• _PASSAGE PROVIDED_:
+ + + + +

Bethmann, a UW-Eau Claire graduate, sought treatment for an alcohol abuse disorder after receiving her social work degree. As a part of her recovery process, Bethmann decided to live in a sober living home – a shared residential space where people recovering from substance use disorders can keep each other accountable in their recovery processes – but the closest one was in the Twin Cities.

 

It's a model community,

and it builds community for people in recovery to really get a strong foothold in recovery while they’re working through that hard stuff.

LYDIA BETHMANN

founder, our dwelling place

After her transformative and supportive experience at her sober living home near St. Paul, Bethmann decided to come back home and start her own sober living home in the Chippewa Valley: Our Dwelling Place, which will open in January.

“Each year, I’m reminded of that connection, and I can see it in other people,” she said. “I was inspired to start building some of that connection in Eau Claire. I love Eau Claire, I think it’s such an awesome community, but we all know that there are issues with drinking in Wisconsin around here. … I think that being able to create a space for healing for those issues in our community is something I felt called to do.”

The need for sober living homes in the Chippewa Valley – and more generally, Wisconsin – is apparent, according to Bethmann. Hers is only the second sober living home to open in the Chippewa Valley, just behind Eau Claire Sober Living, which opened in July. 

Wisconsinites use alcohol at a rate that is higher than the national average, according to Wisconsin’s Department of Health Services (64.4% regionally vs. 55.6% nationally), binge drink at higher rates than nationally (21.9% regionally vs. 16.1% nationally) and yet perceive great risk from their habits at a lower percentage than nationally (38.7% regionally vs. 44.9% nationally). In 2019, alcohol was the most-used substance by a margin of 9,745 people (with marijuana next in line).

And alcohol abuse isn’t the only issue affecting Wisconsin: Since 2014, the rate of deaths relating to drug overdose have steadily increased. However, Wisconsin has only 216 sober living home facilities, as compared to Minnesota, which has 280  – and yet, in a 2018 study, Wisconsin was ranked the second drunkest state in the country. Minnesota was ranked sixth.  “The current reality is that there’s not a lot of sober living options available,” said Jill Gamez, the executive director of Arbor Place, a treatment center based in Menomonie.  “So there’s certainly more of a need than there is availability.”

+ + + + +

Natural-language object grounding data:
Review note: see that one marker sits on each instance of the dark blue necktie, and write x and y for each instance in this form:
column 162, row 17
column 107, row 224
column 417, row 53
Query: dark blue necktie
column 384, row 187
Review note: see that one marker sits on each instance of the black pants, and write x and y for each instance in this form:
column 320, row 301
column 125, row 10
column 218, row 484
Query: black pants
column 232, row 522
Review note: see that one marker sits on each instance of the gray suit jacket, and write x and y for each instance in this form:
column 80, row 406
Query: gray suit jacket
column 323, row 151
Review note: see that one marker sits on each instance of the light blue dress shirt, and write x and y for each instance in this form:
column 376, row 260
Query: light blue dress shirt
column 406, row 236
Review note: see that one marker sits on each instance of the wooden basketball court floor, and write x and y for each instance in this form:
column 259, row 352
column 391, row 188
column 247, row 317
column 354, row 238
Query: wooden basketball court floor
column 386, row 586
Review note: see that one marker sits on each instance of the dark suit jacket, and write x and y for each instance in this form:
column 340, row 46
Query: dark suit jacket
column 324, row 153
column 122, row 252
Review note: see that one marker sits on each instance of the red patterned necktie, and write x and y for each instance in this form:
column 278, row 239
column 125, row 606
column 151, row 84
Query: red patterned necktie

+ + + + +

• _TASK REQUIREMENTS_:
A - Name every organization or institution that the article on sober living homes mentions by name.
B - Go on writing the article about sober living homes in the Chippewa Valley, starting after its final sentence.
The listing has nothing to do with the article about sober living homes.

• _TASK-BY-TASK RESULTS_:
A - UW-Eau Claire, Our Dwelling Place, Eau Claire Sober Living, Wisconsin's Department of Health Services, Arbor Place

B -
"The current reality is that there's not a lot of sober living options available. So there's certainly more of a need than there is availability."

Jill Gamez

Arbor Place

There are rules to living in Our Dwelling Place: No drugs, and no drinking. There are drug tests and breathalyzers to help residents keep each other accountable. There are chore expectations to keep up the house, curfews, and it’s mandatory for residents to participate in outside support groups, which helps them become more integrated with their community.

But the purpose of sober living homes isn’t to offer treatment (as most sober living homes are nonprofessional living spaces); it’s to offer support. “It’s a model community,” Bethmann said, “and it builds community for people in recovery to really get a strong foothold in recovery while they’re working through that hard stuff outside with their counselors.”

Community is an important part of the recovery process of many drug and alcohol users, according to Gamez. And, since the pandemic hit in March, many facilities have had to cancel or limit numbers of participants in their group meetings, and close many residential treatment facility options, making the recovery process more challenging.

“Alcoholism and addiction feed off of isolation and fear,” Bethmann said, “and I think there’s going to be a greater need for this kind of support.”